• _EXERCISE DIRECTIONS_: Output only the lines from the one holding "the shoreline, then" to the end of the data below, please, copied exactly.

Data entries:
================

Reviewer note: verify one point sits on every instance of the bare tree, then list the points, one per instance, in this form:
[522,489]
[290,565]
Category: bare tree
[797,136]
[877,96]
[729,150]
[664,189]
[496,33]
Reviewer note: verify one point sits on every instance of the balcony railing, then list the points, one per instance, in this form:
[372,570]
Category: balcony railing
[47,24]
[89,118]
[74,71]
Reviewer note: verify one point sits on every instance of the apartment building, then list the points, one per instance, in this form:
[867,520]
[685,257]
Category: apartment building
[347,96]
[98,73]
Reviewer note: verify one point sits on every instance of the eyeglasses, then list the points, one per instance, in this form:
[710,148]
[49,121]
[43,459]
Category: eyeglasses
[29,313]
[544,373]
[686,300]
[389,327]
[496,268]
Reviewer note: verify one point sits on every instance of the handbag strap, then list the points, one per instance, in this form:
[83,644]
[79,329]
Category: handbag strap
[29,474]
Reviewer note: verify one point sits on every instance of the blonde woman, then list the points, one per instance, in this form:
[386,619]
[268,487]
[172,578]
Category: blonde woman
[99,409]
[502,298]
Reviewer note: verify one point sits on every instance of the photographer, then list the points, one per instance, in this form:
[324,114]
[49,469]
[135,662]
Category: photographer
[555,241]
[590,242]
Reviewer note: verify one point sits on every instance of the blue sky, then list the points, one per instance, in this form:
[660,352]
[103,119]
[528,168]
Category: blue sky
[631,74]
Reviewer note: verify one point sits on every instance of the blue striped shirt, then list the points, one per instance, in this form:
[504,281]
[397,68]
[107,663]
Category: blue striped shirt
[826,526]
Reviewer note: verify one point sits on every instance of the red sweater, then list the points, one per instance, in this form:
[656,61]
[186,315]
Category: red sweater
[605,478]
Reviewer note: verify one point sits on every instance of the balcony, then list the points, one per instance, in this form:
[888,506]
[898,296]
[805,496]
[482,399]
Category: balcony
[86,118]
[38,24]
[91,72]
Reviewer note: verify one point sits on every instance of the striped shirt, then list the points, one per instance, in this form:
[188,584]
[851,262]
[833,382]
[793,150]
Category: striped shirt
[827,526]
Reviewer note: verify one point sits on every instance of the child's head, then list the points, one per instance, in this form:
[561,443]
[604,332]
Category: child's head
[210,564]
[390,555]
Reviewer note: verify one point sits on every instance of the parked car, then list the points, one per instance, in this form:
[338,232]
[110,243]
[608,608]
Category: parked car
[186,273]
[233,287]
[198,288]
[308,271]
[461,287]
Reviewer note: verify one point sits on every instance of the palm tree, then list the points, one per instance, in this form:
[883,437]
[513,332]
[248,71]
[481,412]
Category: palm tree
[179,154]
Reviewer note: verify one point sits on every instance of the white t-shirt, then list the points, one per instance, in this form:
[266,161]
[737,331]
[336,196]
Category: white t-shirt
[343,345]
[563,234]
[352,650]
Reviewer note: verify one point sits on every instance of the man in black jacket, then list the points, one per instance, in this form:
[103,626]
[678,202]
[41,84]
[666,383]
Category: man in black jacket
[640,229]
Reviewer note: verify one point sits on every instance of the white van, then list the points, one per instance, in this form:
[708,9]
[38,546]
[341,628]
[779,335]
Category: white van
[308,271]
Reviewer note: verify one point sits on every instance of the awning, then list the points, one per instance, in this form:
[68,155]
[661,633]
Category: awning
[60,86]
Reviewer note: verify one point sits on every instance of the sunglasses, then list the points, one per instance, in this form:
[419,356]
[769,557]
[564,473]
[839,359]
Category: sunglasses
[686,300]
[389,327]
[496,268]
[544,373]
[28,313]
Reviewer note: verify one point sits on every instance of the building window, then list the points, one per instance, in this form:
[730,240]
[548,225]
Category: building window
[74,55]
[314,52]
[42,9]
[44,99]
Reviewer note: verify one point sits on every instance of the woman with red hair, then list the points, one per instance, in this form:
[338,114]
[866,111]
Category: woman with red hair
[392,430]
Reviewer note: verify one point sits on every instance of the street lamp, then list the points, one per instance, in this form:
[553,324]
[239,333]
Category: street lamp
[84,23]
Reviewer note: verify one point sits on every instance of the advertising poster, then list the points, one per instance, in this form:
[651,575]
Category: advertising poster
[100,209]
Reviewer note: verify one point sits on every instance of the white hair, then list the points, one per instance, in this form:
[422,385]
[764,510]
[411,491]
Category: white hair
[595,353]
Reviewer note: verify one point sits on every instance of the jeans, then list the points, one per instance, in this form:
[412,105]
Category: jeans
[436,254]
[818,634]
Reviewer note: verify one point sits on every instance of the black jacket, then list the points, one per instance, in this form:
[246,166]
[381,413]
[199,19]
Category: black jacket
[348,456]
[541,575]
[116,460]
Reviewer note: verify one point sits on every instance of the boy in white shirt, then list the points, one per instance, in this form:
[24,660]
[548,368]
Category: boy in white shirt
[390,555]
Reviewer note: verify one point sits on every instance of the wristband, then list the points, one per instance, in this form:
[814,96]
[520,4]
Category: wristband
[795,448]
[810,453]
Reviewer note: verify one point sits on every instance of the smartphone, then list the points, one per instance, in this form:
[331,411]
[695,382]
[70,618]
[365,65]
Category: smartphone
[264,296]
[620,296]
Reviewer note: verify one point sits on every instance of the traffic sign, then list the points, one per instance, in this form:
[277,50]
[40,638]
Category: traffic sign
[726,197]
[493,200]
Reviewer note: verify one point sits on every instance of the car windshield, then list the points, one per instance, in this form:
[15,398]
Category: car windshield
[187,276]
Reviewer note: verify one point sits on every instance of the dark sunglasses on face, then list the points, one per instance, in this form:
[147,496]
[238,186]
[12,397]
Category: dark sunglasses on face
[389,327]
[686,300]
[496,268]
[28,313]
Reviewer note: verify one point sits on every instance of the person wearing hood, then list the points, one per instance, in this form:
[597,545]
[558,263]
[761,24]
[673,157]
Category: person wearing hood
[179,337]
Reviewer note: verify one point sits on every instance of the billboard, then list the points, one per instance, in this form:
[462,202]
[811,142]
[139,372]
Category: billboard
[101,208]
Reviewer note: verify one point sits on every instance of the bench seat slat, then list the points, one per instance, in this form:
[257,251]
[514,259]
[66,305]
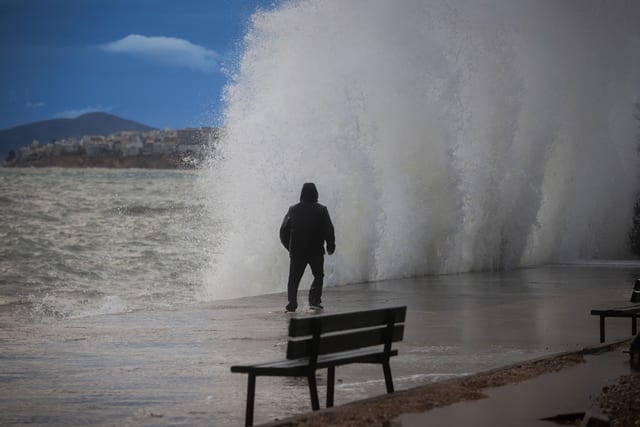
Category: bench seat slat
[299,367]
[618,312]
[302,326]
[343,342]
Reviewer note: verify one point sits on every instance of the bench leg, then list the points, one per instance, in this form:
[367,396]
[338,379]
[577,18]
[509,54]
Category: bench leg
[387,376]
[331,377]
[313,391]
[251,392]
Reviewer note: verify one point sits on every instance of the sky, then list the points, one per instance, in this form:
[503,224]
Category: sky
[162,63]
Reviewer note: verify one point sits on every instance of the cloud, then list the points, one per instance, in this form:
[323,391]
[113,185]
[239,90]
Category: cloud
[168,51]
[34,105]
[71,114]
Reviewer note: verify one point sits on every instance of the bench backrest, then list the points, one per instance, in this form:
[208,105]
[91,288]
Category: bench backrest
[331,333]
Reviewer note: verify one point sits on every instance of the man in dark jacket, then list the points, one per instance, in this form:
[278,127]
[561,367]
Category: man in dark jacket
[305,228]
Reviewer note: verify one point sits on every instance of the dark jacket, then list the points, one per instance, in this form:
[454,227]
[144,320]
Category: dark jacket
[307,226]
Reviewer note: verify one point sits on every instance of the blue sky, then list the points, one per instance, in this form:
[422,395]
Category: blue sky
[158,62]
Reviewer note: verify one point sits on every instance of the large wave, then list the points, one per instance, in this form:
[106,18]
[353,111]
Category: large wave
[444,136]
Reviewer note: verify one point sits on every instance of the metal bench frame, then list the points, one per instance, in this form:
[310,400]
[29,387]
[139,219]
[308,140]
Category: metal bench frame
[630,311]
[330,340]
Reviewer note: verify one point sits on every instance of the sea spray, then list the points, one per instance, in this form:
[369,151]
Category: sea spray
[444,136]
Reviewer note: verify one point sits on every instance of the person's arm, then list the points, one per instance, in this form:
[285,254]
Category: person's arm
[285,231]
[329,232]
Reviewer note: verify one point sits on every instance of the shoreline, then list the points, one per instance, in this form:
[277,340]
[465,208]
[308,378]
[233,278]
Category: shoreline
[384,409]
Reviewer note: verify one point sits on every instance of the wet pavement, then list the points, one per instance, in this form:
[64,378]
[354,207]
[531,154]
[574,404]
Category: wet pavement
[172,367]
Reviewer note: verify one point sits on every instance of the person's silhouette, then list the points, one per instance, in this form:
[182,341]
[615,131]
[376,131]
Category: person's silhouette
[305,228]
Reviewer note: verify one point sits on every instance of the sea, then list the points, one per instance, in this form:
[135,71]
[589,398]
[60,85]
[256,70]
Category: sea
[76,243]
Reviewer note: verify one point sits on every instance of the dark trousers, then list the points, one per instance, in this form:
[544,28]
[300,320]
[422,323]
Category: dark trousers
[297,265]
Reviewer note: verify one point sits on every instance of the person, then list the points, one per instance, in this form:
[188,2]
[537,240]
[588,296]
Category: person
[305,229]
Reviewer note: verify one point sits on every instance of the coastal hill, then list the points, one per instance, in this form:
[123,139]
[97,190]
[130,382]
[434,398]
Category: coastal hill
[56,129]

================

• _OUTPUT_:
Reviewer note: verify one point sits on every instance of the shoreline, then list the points, one per instance, in this form:
[277,340]
[465,208]
[308,378]
[233,278]
Category: shoreline
[384,409]
Reviewer note: verify one point sits on every instance of the wet pavement, then list the points, one per instance, in this form:
[64,378]
[354,207]
[531,154]
[574,404]
Category: wet pavement
[172,367]
Reviewer note: verify one point sits on every instance of the person's silhouette, then list the points, one per instance, in this form:
[182,341]
[615,131]
[376,131]
Category: person's silhouette
[305,228]
Reviewer note: verify one point sits on every instance of the sea, then list the points, one per instance, in this form:
[135,71]
[589,398]
[60,85]
[256,70]
Category: sea
[76,243]
Reviewer note: verify one point sits on every instance of the dark trousers, then list the points, one per instance, in this form:
[544,28]
[300,320]
[422,323]
Category: dark trousers
[297,265]
Reviewer note: verify one point sits on every instance of the person, then list the points, one per instance, in this form:
[188,2]
[537,240]
[588,296]
Category: person
[305,229]
Reviewer note: verify one point sits on every instance of the coastal hill, then list the points, one per instance, in this form:
[123,139]
[97,190]
[130,382]
[434,398]
Category: coastal hill
[56,129]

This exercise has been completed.